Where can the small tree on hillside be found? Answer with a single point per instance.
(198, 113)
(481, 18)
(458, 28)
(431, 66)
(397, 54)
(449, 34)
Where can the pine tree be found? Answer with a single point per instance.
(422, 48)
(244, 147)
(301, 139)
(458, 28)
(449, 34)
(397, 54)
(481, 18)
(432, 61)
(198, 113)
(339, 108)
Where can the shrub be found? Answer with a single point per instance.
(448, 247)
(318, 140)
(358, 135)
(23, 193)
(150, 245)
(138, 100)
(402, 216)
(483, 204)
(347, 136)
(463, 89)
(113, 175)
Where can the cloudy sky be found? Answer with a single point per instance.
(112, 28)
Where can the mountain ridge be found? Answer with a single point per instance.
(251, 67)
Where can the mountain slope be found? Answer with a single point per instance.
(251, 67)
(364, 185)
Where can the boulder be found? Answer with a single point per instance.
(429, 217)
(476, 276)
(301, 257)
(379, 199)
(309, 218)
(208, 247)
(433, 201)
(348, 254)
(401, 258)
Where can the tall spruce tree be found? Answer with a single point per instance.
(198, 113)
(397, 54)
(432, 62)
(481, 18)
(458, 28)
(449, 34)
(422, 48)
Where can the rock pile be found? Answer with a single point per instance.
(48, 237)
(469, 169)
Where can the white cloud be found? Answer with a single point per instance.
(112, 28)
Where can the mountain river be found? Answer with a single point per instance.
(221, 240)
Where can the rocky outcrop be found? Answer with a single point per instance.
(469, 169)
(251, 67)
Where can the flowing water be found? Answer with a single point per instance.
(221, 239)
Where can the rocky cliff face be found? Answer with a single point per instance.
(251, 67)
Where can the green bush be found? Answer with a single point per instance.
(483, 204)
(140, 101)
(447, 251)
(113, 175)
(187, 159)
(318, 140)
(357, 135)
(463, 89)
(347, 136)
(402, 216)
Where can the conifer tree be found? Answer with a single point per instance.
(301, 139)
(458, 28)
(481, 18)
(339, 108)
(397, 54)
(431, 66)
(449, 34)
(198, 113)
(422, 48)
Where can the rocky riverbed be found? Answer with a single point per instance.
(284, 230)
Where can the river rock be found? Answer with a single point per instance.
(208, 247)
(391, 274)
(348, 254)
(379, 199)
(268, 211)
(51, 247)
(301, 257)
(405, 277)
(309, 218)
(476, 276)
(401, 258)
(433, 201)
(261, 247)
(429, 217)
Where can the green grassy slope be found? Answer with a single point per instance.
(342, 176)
++++++++++++++++++++
Problem description.
Beginning with the line that contains "Where can the green grassy" and ending with the last line of the data above, return those lines exactly and nothing else.

Solution for this exercise.
Where can the green grassy slope be found? Answer with a single point per instance.
(342, 176)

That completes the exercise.